[DATA SUPPLIED — start]

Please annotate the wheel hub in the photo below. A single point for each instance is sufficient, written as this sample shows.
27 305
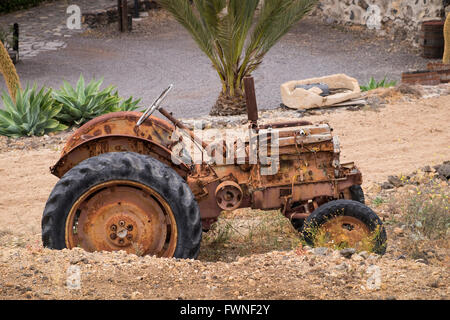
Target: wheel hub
116 216
343 231
121 230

[DATA SUPPLIED — finish]

| TASK |
The whole of the data above needs retyping exactly, with pictures omitted.

| WRITTEN REPLY |
Please annotate the wheel hub in the photo below. A single point for each instance is sufficient, written as this sample shows.
27 305
Target: wheel hub
116 216
343 231
121 230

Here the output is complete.